Set out every line of the data below as a numbered list, omitting any blank lines.
= Beginning of Section =
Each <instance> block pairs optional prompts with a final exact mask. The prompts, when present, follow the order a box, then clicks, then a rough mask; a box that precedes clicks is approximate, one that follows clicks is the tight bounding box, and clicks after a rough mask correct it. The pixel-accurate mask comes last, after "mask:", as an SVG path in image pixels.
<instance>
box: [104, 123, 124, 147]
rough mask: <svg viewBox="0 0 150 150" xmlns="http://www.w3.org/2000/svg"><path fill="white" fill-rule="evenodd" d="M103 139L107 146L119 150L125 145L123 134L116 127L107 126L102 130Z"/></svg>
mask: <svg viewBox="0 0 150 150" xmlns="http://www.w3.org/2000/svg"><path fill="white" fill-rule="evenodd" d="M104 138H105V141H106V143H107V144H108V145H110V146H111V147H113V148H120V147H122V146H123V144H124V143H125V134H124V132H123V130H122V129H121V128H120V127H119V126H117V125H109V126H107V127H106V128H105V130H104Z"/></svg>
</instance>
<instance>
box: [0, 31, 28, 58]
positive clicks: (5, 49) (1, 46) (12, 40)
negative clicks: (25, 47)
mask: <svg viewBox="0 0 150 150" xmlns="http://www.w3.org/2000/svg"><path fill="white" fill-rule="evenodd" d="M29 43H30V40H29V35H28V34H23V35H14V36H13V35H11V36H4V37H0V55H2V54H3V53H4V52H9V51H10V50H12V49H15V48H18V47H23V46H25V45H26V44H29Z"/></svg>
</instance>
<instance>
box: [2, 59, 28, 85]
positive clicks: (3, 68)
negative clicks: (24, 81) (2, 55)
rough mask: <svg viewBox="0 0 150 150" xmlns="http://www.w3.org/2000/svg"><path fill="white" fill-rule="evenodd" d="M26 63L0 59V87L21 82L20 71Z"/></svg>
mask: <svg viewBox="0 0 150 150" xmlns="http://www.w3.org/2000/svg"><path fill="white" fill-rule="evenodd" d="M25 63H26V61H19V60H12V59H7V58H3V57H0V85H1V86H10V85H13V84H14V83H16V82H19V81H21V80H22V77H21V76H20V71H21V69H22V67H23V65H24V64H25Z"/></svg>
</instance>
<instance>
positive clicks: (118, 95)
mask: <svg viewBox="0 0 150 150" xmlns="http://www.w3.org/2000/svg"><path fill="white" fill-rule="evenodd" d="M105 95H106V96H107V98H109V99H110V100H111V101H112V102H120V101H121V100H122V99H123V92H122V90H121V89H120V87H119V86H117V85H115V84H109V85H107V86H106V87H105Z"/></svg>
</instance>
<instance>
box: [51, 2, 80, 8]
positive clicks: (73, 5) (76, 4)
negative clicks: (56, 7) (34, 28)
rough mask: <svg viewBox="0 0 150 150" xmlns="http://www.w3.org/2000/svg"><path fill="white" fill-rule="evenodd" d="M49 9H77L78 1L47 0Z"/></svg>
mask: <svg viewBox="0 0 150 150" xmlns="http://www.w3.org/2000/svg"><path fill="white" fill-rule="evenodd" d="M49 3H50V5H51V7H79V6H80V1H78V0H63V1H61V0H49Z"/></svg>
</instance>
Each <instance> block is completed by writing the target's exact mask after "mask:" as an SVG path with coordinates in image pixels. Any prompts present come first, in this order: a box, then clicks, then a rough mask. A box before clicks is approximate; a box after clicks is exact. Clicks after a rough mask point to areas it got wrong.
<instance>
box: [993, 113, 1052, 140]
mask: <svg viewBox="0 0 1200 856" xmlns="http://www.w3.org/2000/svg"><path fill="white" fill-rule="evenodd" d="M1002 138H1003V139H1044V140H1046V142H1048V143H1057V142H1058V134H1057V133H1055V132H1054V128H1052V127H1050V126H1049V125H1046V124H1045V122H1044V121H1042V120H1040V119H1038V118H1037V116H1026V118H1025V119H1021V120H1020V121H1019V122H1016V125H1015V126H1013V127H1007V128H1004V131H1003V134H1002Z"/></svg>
= End of Section =
» **Your solution**
1. Each <instance> block pairs optional prompts with a final exact mask. The prompts, when present, follow the order a box, then clicks, then a rough mask; a box that precedes clicks is approximate, one that follows clicks is the tight bounding box, and clicks after a rough mask correct it. The pixel-accurate mask comes last, after "mask:", as an SVG path in image pixels.
2. <instance>
3. box: [104, 123, 124, 147]
4. rough mask: <svg viewBox="0 0 150 150" xmlns="http://www.w3.org/2000/svg"><path fill="white" fill-rule="evenodd" d="M103 139L107 146L119 150L125 145L123 134L116 127L107 126L102 130Z"/></svg>
5. mask: <svg viewBox="0 0 150 150" xmlns="http://www.w3.org/2000/svg"><path fill="white" fill-rule="evenodd" d="M104 138H105V141H106V143H107V144H108V145H110V146H111V147H113V148H120V147H122V146H123V144H124V143H125V134H124V132H123V130H122V129H121V128H120V127H119V126H117V125H109V126H107V127H106V128H105V130H104Z"/></svg>
6. </instance>
7. <instance>
8. box: [0, 31, 28, 58]
9. positive clicks: (5, 49) (1, 46) (12, 40)
10. negative clicks: (25, 47)
11. mask: <svg viewBox="0 0 150 150" xmlns="http://www.w3.org/2000/svg"><path fill="white" fill-rule="evenodd" d="M29 43H30V40H29V35H28V34H23V35H14V36H13V35H11V36H4V37H0V55H2V54H3V53H4V52H9V51H10V50H12V49H15V48H18V47H23V46H25V45H26V44H29Z"/></svg>
12. </instance>
13. <instance>
14. box: [2, 59, 28, 85]
15. positive clicks: (3, 68)
16. negative clicks: (24, 81) (2, 55)
17. rough mask: <svg viewBox="0 0 150 150" xmlns="http://www.w3.org/2000/svg"><path fill="white" fill-rule="evenodd" d="M26 63L0 59V87L21 82L20 71Z"/></svg>
18. mask: <svg viewBox="0 0 150 150" xmlns="http://www.w3.org/2000/svg"><path fill="white" fill-rule="evenodd" d="M25 63H26V61H19V60H12V59H7V58H3V57H0V85H1V86H10V85H13V84H14V83H16V82H19V81H21V80H22V77H21V76H20V71H21V69H22V67H23V65H24V64H25Z"/></svg>
19. </instance>
20. <instance>
21. positive clicks: (118, 95)
22. mask: <svg viewBox="0 0 150 150" xmlns="http://www.w3.org/2000/svg"><path fill="white" fill-rule="evenodd" d="M105 95H106V96H107V98H109V99H110V100H111V101H112V102H120V101H121V100H122V99H123V92H122V90H121V89H120V87H119V86H117V85H115V84H109V85H107V86H106V87H105Z"/></svg>
23. </instance>
24. <instance>
25. box: [51, 2, 80, 8]
26. positive clicks: (73, 5) (76, 4)
27. negative clicks: (56, 7) (34, 28)
28. rough mask: <svg viewBox="0 0 150 150" xmlns="http://www.w3.org/2000/svg"><path fill="white" fill-rule="evenodd" d="M49 9H77L78 1L47 0Z"/></svg>
29. mask: <svg viewBox="0 0 150 150" xmlns="http://www.w3.org/2000/svg"><path fill="white" fill-rule="evenodd" d="M49 3H50V5H51V7H79V6H80V1H78V0H63V1H61V0H49Z"/></svg>
30. </instance>
31. Each <instance> block is completed by writing the target's exact mask after "mask:" as an SVG path with coordinates in image pixels. Any prompts present come first, in this order: a box, then clicks, then a rough mask. A box before clicks is approximate; a box after clicks is exact. Clicks after a rough mask point to areas it got wrong.
32. <instance>
33. box: [993, 113, 1052, 140]
34. mask: <svg viewBox="0 0 1200 856" xmlns="http://www.w3.org/2000/svg"><path fill="white" fill-rule="evenodd" d="M1002 138H1003V139H1044V140H1046V142H1048V143H1057V142H1058V134H1057V133H1055V132H1054V128H1052V127H1050V126H1049V125H1046V124H1045V122H1044V121H1042V120H1040V119H1038V118H1037V116H1026V118H1025V119H1021V120H1020V121H1019V122H1016V125H1015V126H1013V127H1007V128H1004V131H1003V134H1002Z"/></svg>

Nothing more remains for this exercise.